### Task to carry out:
In the farewell column from the editor of The Aspen Times, please translate this sentence into Spanish: "I don’t have that “next job” lined up yet, but I have a few promising leads that I’m confident will pan out."

### Text provided:
★ ★ ★ ★

What this role has afforded me has been nothing short of amazing and exhausting: a full immersion in the events that make Aspen and Snowmass unique, a front-row seat to about a half-dozen candidate “Squirm Nights,” bylines on a few tens-of-thousands of words in features and columns, countless Facebook Lives and videos.



But there are a few things that have come up in the past few months professionally and personally that makes this a good time for me to let someone else take the reins and grow what we’ve built since I started in 2017. Tuesday will be my last day as editor of The Aspen Times.

Earlier this year, we were acquired by Ogden Newspapers, a family-owned company based out East. Any ownership change in any business is tough, but I’ve been through a few in my nearly 40 years as a newspaper journalist, and I’m not up for another one at this point in my career. There have been some bumps along the way the past four months, enough so that I am ready to take a different path.




I don’t have that “next job” lined up yet, but I have a few promising leads that I’m confident will pan out.

Less than a month into the transition with Odgen, I had a serious health scare in January and had to have a stent put in my heart after doctors found a 95% blockage in my main artery. I was incredibly blessed to avoid what is known as the “widowmaker” heart attack. Both my dad and his dad died from cardiac events when they were in their mid-50s. Luckily, I made it to 55 in March.

I’ve been diligent about my heart health since my dad’s death nearly 25 years ago. Still, I was told by two cardiologists that I should consider myself lucky to be alive and that I likely would have had a serious/fatal heart attack in the coming weeks had they not found the blockage after a stress test Jan. 27. “You were a ticking time bomb,” one said.

★ ★ ★ ★

### Saved entries:
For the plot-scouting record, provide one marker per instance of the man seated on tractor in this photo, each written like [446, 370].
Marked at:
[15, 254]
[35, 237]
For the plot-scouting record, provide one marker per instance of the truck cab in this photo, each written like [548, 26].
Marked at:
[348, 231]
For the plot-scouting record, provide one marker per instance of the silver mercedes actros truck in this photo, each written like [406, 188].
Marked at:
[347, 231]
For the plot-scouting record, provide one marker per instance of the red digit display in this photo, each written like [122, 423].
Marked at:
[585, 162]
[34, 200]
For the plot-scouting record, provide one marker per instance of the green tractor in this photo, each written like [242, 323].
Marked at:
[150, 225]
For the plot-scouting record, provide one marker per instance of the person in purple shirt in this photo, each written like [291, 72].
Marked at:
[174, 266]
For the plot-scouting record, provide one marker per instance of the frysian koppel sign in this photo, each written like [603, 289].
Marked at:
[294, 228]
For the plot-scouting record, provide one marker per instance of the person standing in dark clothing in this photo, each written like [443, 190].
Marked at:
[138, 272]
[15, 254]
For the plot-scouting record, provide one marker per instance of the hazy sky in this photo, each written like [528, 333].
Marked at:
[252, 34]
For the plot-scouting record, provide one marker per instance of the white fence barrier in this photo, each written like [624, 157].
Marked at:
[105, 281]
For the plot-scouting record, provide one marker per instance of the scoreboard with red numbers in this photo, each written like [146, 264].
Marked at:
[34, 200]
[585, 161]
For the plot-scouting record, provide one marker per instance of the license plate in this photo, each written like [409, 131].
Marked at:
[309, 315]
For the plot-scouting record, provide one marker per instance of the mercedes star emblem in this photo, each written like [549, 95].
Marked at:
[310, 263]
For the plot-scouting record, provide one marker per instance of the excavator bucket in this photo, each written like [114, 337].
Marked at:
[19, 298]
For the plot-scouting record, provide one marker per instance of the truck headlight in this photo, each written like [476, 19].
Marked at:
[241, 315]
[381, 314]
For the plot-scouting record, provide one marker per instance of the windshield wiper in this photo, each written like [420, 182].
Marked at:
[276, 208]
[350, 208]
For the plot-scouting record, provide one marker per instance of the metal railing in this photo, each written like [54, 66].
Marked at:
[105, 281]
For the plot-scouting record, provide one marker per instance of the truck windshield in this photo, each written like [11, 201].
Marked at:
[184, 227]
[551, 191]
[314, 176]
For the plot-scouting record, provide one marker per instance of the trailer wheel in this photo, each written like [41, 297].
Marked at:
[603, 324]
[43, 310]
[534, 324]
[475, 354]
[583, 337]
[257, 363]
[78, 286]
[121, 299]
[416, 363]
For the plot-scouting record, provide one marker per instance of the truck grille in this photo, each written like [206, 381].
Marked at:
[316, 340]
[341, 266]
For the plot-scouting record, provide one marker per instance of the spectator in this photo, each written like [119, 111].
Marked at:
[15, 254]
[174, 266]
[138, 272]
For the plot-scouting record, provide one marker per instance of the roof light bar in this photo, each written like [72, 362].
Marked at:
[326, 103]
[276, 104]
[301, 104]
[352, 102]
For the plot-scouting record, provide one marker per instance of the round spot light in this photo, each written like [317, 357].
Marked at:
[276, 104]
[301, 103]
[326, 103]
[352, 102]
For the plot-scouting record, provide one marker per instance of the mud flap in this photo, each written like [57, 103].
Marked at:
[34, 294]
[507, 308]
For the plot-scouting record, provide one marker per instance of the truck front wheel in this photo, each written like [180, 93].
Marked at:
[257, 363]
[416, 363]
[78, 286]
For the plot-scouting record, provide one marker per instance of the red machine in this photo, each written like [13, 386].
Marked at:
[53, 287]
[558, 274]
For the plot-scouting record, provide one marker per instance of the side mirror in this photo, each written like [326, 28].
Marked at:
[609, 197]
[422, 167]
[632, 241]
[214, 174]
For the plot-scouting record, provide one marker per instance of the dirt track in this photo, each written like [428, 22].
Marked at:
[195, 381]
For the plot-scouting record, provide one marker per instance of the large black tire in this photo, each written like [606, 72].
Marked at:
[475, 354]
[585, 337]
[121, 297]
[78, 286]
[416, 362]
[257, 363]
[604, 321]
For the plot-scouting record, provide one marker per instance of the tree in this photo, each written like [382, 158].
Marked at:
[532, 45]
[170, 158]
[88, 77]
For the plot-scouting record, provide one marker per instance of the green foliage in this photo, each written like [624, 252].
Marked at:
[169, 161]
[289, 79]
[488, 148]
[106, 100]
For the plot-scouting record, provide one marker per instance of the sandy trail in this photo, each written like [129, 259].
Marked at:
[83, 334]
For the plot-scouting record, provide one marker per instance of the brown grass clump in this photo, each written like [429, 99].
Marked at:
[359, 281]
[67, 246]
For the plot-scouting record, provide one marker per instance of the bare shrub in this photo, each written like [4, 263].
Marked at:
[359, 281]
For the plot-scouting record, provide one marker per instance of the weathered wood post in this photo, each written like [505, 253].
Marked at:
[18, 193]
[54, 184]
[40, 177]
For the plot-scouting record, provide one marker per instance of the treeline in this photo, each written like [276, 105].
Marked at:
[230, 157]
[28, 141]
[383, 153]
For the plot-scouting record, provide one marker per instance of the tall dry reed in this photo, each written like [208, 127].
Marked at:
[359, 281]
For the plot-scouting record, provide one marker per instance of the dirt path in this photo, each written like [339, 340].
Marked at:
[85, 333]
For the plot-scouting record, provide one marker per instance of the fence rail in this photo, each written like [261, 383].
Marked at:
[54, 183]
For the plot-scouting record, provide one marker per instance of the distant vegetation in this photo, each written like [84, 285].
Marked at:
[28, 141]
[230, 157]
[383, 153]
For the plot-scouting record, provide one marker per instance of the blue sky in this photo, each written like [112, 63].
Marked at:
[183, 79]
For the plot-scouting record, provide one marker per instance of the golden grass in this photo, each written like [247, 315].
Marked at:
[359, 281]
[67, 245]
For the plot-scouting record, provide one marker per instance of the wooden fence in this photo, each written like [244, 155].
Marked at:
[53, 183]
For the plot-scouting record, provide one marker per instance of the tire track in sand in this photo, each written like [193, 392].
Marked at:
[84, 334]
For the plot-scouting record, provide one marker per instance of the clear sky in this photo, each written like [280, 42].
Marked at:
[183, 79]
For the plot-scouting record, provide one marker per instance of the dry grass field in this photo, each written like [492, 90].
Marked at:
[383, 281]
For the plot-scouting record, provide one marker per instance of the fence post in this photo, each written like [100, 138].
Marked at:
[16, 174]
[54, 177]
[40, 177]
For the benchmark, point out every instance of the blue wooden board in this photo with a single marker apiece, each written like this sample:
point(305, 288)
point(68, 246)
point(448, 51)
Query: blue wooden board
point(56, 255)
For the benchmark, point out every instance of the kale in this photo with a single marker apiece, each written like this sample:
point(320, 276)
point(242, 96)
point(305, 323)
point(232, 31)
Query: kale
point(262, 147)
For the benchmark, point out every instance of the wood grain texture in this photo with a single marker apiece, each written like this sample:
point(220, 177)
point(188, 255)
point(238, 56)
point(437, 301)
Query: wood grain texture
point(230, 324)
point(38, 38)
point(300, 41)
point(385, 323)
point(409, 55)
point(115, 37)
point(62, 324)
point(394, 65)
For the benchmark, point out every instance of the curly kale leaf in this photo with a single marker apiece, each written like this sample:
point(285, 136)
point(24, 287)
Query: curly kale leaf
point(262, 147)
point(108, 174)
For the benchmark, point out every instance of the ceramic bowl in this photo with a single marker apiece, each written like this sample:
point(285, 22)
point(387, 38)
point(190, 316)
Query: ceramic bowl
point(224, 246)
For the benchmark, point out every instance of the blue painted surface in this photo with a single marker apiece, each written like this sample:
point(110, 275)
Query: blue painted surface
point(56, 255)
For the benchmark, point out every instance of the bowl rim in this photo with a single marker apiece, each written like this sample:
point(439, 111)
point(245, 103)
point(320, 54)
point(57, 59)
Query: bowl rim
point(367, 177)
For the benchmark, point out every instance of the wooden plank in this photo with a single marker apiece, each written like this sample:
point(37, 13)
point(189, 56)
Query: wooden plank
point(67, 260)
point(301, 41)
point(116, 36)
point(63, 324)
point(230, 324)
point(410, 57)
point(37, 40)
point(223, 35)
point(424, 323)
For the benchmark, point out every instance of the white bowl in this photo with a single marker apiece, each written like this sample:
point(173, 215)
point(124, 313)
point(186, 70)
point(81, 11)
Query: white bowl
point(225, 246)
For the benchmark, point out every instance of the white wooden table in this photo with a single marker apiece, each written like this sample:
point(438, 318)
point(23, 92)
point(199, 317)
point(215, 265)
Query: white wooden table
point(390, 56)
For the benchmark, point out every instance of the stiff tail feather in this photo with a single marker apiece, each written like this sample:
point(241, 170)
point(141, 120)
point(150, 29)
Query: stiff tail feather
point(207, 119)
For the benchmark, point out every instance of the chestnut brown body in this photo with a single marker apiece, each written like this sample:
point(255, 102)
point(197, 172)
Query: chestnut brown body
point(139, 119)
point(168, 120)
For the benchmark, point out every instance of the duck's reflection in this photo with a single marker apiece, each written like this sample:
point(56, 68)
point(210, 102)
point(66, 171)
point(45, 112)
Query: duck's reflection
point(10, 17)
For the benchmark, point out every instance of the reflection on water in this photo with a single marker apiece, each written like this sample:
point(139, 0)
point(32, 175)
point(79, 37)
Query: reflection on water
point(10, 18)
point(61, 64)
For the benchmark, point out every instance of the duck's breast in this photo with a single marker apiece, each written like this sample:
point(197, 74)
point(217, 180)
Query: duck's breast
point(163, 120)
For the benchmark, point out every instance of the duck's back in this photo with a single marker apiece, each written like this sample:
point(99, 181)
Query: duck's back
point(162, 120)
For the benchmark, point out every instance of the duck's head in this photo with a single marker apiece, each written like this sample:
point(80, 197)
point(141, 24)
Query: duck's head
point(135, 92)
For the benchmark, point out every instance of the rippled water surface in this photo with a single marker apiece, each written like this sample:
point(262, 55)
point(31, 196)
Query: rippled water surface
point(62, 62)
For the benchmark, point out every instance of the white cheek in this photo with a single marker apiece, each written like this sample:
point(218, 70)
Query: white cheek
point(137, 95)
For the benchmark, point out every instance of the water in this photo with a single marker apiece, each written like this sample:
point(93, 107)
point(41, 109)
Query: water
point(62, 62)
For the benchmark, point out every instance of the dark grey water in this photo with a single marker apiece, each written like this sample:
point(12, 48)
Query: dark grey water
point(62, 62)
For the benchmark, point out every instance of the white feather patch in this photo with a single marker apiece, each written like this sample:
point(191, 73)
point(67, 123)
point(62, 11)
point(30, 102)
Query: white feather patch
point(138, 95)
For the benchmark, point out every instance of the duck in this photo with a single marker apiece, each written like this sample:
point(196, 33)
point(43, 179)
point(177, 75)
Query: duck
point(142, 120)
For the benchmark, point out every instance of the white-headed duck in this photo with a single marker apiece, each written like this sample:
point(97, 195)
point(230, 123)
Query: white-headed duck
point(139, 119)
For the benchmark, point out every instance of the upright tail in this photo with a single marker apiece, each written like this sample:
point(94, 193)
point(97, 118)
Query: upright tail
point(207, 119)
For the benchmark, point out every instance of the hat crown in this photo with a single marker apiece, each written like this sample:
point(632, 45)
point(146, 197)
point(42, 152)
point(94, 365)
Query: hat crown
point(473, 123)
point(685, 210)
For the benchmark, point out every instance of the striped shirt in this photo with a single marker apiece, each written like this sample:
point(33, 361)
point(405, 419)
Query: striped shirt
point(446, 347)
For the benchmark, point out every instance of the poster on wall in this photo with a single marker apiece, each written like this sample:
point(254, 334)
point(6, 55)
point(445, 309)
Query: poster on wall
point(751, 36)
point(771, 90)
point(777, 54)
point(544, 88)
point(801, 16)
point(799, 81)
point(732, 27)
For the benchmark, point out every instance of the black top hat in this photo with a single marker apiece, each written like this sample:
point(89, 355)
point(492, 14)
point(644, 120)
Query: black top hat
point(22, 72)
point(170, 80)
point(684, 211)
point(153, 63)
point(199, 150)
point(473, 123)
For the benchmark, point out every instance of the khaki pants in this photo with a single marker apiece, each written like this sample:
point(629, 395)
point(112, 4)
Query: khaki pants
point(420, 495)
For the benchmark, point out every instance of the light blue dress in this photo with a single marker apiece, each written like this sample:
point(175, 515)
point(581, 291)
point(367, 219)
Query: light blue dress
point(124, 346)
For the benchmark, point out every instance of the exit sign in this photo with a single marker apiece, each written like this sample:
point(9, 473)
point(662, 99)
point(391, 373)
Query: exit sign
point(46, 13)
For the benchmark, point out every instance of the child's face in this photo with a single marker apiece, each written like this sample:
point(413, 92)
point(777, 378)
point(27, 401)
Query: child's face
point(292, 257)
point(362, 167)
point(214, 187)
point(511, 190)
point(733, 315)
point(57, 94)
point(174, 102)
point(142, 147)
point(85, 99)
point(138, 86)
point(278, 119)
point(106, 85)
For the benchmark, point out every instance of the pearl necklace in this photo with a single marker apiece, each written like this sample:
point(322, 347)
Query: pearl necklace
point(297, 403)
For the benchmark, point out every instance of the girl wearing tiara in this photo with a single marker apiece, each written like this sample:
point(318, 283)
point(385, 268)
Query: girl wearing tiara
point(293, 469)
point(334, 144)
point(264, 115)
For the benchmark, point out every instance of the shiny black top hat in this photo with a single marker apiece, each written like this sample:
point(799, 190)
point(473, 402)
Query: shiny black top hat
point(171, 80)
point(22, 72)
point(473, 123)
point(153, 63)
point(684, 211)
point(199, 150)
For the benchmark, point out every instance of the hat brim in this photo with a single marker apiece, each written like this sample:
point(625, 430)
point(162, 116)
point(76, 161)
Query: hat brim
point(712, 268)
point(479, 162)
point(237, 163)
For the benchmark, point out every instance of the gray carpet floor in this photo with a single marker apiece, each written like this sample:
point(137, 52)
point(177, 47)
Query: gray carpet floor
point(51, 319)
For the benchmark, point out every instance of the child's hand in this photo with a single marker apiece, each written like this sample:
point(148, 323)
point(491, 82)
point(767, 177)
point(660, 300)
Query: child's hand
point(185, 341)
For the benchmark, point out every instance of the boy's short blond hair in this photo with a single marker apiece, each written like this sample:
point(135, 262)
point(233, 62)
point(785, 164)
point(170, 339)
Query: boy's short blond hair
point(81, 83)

★ ★ ★ ★

### The completed task:
Aún no tengo ese “próximo trabajo” asegurado, pero tengo algunas pistas prometedoras que, confío, darán resultado.